> **What the task asks**
Print all the data that follows exactly, images excluded.

> **Material supplied**
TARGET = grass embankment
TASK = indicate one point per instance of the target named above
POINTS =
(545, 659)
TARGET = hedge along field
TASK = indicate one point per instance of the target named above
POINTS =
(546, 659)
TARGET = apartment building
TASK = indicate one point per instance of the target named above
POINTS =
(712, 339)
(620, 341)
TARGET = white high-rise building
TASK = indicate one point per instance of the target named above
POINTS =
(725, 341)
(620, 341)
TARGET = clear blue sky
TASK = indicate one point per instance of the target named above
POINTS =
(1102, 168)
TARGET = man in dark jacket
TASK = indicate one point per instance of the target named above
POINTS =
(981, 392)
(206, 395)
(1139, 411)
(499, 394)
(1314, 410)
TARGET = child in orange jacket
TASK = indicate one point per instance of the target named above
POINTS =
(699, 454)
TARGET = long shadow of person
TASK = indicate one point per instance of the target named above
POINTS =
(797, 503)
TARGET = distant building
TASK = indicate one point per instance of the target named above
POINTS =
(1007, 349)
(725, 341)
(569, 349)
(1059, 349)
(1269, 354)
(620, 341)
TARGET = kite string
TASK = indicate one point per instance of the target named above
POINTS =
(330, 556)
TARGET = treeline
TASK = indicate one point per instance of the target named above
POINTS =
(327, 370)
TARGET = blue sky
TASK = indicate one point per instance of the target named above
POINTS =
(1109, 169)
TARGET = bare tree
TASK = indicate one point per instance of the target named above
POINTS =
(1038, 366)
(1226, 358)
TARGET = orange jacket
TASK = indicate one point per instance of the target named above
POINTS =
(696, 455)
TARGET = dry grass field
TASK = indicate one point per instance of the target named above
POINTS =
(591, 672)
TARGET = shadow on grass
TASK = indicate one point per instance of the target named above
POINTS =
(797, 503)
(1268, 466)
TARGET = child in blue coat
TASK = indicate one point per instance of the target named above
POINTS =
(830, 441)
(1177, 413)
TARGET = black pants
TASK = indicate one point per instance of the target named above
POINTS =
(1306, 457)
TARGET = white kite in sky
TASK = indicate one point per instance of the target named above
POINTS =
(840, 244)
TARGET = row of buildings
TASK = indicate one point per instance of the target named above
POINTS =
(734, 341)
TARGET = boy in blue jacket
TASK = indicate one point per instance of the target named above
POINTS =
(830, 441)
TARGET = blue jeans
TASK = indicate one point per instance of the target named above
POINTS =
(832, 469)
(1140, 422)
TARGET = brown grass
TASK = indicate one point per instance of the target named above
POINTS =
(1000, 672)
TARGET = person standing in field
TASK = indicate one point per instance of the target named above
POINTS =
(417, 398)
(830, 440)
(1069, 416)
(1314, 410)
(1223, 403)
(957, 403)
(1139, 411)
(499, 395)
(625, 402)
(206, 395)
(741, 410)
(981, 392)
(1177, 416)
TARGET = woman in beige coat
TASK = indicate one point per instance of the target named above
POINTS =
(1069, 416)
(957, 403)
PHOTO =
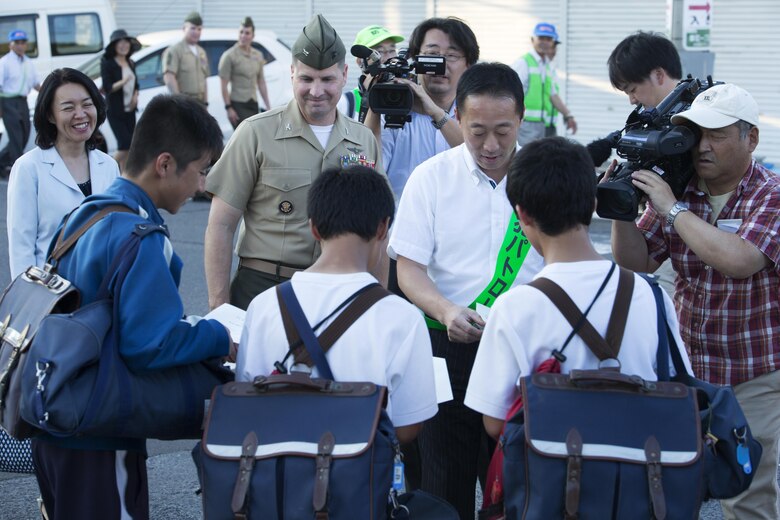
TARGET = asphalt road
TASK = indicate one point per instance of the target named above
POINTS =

> **Exercise answer**
TARGET = grass embankment
TASK = indicate one point per instance of the target named above
POINTS =
(545, 659)
TARGET = hedge along field
TASK = indicate one point per instance of the target named above
POINTS =
(546, 659)
TARGET = apartment building
TASK = indicate one point per instance of the target named above
POINTS =
(712, 339)
(620, 341)
TARGET = white high-rise building
TASK = indicate one point per instance of the target named above
POINTS =
(725, 341)
(620, 341)
TARGET = clear blue sky
TASK = indicate one point per instance of the target named above
POINTS =
(1102, 168)
TARGET = man in dark jacket
TASK = indicate one point per instance of the target named above
POINTS =
(981, 392)
(206, 395)
(1139, 411)
(499, 394)
(1314, 410)
TARGET = child in orange jacket
TASK = indicate one point per instance of the target named above
POINTS =
(699, 454)
TARGET = long shadow of person
TASK = indicate one point per instance of the target named above
POINTS =
(797, 503)
TARGET = distant building
TASK = indicate one point per instance of the target named above
POINTS =
(1007, 349)
(725, 341)
(569, 349)
(1059, 349)
(1269, 354)
(620, 341)
TARGET = kite string
TASK = indicate one point per instance of the target named above
POINTS =
(330, 556)
TARGET = treeline
TASK = indicate one point per instance of the target named above
POINTS =
(327, 370)
TARGET = blue sky
TASK = indicate one point per instance of the target named above
POINTS =
(1109, 169)
TARGET = bare tree
TASK = indicate one point per instance of the target named above
POINTS =
(1038, 366)
(1226, 358)
TARGET = orange jacket
TASK = indicate one point per instance of the target named above
POINTS =
(696, 455)
TARGET = dry grass field
TASK = indicate one point per instance of the target named above
POINTS =
(591, 672)
TARGET = shadow on grass
TASK = indicate one point per instance of the target named above
POINTS =
(797, 503)
(1268, 466)
TARGET = child in blue coat
TASK = indicate one point per instance of the target named above
POINTS =
(830, 441)
(1177, 413)
TARGET = black pants
TASK = indicate one point per instance of the target named above
POINTS =
(1306, 457)
TARGET = white kite in sky
TASK = indicate one point per instance of the target named above
POINTS =
(840, 244)
TARGET = row of buildings
TASK = indicate one point per instance of the target named above
POINTS =
(734, 341)
TARGET = boy in blue jacket
TASK = indicate one point per instance of the target named above
POINTS =
(830, 441)
TARGET = blue jeans
TASK = indicate one point per instance of the target named above
POINTS =
(832, 469)
(1140, 422)
TARGET = brown grass
TASK = indicate one point per instance of the target named above
POINTS =
(1000, 672)
TARGET = person standing in field
TASK = indicate one point per instance of the target named above
POINTS =
(417, 398)
(830, 440)
(1069, 416)
(1314, 410)
(1223, 403)
(957, 403)
(1139, 411)
(499, 395)
(625, 402)
(206, 395)
(741, 410)
(981, 392)
(1177, 416)
TARGET = woman in beige coat
TASK = indicate one point per instance of the target named above
POINTS =
(1069, 416)
(957, 403)
PHOTO =
TARGET = asphalt road
TASK = indicate one point per instance of the target named above
POINTS =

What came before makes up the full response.